What the exercise asks | Pick out every line in the records below that contains the string "column". Matching is case-sensitive.

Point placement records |

******************************

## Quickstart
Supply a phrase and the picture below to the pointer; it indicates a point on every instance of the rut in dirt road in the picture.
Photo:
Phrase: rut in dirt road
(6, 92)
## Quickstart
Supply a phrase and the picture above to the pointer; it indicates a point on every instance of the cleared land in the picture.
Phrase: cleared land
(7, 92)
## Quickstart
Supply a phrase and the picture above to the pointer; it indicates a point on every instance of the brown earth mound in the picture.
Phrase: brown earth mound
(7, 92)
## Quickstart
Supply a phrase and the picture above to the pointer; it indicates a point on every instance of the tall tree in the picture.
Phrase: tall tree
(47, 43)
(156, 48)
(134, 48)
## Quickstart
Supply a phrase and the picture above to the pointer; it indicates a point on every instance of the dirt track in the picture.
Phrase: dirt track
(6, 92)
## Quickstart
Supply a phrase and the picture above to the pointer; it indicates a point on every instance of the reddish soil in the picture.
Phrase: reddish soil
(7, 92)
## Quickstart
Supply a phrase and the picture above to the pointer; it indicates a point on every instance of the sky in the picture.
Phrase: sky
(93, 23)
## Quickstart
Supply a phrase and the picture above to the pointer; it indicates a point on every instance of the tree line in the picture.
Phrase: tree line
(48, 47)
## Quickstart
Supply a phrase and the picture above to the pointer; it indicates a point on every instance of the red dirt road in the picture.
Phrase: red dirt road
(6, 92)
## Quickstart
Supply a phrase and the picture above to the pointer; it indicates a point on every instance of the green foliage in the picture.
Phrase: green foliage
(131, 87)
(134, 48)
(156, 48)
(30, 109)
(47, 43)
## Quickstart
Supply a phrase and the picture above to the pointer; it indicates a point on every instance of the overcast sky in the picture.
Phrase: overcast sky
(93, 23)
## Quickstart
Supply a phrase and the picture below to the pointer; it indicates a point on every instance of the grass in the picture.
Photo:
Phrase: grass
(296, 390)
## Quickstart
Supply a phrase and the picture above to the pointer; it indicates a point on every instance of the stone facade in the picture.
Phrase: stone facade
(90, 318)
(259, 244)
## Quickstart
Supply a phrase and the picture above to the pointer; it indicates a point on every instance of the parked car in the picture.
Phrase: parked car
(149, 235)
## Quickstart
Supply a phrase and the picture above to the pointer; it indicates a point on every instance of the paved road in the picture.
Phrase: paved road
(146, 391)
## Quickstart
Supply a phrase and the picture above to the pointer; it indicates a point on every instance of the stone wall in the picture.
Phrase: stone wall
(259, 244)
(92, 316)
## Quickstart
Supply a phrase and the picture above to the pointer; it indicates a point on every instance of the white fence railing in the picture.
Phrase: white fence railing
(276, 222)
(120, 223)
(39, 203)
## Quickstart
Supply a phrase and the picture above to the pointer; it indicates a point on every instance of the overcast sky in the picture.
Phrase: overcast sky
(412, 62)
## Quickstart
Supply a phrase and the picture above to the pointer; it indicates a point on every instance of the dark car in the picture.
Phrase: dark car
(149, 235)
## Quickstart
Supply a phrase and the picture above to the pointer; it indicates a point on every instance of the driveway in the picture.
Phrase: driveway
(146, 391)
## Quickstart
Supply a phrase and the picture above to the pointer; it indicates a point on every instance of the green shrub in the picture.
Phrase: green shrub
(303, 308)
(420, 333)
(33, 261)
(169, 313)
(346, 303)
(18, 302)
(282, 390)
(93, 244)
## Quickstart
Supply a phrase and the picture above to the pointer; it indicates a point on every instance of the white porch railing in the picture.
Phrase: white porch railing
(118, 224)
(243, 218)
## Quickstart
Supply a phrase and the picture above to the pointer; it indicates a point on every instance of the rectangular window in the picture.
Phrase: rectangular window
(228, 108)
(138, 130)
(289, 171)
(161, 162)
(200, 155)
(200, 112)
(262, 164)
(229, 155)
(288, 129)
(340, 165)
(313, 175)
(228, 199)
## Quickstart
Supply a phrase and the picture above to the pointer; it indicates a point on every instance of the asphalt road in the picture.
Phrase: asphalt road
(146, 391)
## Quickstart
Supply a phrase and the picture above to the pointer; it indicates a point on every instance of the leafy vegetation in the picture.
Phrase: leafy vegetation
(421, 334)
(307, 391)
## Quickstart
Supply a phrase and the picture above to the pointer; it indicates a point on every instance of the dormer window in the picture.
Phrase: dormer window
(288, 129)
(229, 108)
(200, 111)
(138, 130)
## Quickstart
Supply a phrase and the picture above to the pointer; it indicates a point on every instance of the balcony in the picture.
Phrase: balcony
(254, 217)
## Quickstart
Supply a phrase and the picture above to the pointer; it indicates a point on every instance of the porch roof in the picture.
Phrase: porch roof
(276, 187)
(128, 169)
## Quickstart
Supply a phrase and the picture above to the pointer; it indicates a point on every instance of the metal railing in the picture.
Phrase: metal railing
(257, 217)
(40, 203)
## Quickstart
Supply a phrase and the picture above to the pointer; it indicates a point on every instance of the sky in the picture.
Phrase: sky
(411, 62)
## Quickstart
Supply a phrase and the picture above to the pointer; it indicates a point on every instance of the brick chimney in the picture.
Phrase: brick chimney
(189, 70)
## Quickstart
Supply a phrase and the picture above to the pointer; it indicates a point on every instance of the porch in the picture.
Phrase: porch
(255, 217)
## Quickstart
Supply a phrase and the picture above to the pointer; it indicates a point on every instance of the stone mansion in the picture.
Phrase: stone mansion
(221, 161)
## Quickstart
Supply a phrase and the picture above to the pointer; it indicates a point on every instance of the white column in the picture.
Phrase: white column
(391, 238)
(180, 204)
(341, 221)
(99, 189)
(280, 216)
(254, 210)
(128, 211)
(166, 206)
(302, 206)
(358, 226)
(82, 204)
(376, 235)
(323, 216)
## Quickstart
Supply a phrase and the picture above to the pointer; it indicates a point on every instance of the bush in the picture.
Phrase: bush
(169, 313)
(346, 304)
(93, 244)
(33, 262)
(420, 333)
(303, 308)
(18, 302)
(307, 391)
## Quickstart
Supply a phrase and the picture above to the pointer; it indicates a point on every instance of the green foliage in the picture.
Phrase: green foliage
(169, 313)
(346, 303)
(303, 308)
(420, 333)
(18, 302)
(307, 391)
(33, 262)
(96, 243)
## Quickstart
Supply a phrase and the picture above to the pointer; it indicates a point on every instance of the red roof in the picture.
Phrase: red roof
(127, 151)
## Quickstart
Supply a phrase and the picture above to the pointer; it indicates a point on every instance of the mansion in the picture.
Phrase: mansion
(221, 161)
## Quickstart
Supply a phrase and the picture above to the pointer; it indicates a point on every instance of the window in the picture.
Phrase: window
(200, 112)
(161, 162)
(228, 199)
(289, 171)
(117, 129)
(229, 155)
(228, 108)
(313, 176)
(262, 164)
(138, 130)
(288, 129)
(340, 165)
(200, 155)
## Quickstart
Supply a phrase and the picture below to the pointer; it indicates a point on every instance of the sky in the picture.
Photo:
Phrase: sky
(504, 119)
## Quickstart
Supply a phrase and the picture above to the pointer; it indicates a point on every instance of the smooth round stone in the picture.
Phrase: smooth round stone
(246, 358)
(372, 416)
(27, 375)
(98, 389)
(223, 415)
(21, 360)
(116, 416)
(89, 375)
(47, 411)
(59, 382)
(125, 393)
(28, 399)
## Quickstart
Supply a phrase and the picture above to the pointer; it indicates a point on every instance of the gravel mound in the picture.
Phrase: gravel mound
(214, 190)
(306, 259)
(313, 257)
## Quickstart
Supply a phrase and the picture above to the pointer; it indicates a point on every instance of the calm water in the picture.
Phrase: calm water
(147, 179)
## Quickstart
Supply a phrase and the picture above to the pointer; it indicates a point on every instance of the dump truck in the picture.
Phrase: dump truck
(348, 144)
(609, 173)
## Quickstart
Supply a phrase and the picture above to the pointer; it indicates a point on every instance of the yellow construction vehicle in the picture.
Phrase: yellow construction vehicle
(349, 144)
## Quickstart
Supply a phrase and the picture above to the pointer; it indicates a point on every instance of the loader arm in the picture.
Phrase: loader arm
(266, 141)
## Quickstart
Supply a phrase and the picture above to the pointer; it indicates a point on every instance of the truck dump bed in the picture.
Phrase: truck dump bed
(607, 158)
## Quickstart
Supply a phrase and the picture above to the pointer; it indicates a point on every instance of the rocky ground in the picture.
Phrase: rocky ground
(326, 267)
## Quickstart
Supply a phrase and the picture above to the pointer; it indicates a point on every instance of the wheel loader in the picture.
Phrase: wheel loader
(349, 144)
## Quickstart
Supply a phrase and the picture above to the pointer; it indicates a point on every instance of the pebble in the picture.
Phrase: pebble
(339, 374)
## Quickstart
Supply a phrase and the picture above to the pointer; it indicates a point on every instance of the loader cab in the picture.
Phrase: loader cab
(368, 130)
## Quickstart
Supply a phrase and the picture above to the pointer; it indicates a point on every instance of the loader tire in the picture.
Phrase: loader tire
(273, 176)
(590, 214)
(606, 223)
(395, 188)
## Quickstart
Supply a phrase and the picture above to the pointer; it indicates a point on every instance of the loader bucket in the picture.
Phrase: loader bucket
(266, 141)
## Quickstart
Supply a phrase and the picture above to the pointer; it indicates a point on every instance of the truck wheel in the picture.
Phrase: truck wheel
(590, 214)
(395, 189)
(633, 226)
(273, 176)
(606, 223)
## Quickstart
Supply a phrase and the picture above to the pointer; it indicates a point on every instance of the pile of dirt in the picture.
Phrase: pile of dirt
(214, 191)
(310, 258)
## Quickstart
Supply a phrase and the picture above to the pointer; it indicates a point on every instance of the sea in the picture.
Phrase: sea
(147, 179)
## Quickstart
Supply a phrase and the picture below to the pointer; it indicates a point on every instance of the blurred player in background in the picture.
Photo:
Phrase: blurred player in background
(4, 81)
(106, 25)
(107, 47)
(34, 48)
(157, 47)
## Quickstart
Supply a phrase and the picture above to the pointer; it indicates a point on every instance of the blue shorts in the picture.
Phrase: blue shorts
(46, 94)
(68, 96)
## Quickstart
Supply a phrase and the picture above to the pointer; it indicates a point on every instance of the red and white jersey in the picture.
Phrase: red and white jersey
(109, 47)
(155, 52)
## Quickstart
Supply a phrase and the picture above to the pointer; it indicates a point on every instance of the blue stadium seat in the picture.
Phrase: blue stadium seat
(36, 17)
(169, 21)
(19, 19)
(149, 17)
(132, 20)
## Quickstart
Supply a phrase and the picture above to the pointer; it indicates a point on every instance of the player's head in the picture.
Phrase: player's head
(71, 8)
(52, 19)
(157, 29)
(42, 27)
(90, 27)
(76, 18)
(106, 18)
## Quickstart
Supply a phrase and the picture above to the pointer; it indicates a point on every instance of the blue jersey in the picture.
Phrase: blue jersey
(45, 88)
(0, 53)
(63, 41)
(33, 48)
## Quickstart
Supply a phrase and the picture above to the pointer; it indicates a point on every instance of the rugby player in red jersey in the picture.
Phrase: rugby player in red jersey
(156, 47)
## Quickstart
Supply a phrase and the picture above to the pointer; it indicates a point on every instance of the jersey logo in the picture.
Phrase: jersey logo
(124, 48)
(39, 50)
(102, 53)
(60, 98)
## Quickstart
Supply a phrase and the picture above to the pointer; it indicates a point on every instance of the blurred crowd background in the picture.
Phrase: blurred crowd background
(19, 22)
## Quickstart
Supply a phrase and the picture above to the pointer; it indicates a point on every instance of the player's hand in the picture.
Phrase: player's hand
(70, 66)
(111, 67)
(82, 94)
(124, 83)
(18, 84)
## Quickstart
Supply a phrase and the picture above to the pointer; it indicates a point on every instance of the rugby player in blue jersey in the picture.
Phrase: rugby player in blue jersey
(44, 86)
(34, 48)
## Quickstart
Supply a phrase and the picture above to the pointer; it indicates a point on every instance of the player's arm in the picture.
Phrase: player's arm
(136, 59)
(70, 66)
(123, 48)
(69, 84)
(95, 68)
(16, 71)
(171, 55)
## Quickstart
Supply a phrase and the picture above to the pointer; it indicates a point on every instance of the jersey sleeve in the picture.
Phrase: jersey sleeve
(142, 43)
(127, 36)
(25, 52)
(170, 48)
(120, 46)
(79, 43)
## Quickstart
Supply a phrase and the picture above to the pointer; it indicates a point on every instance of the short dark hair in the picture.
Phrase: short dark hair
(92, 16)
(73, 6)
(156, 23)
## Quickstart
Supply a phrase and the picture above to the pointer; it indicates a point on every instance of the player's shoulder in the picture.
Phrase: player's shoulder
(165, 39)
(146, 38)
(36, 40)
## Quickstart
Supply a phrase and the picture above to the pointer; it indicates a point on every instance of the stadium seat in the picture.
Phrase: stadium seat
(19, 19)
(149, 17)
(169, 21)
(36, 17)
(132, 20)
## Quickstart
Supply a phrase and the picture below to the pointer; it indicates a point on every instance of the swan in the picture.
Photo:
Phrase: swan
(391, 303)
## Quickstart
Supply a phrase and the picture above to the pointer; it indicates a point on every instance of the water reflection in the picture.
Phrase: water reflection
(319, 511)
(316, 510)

******************************

Result for this task |
Supply a phrase and the picture above to the pointer; it indicates a point on every instance of the white column in the picture.
Phrase: white column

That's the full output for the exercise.